**TASK GOAL:** Copy out the data below word for word, leaving out the pictures.

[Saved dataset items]

|---|

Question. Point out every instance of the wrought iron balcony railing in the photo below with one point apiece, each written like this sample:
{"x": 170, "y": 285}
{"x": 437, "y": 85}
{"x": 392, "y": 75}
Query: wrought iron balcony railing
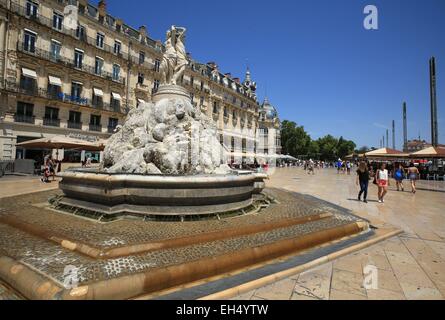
{"x": 69, "y": 63}
{"x": 24, "y": 118}
{"x": 51, "y": 122}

|---|

**TASK ANSWER:**
Question. Point out every instance of the wrought iron balcony railing in the photo below with one point apiece, each written like this sample:
{"x": 170, "y": 285}
{"x": 437, "y": 85}
{"x": 392, "y": 75}
Query: wrought iron balcony railing
{"x": 69, "y": 63}
{"x": 24, "y": 118}
{"x": 51, "y": 122}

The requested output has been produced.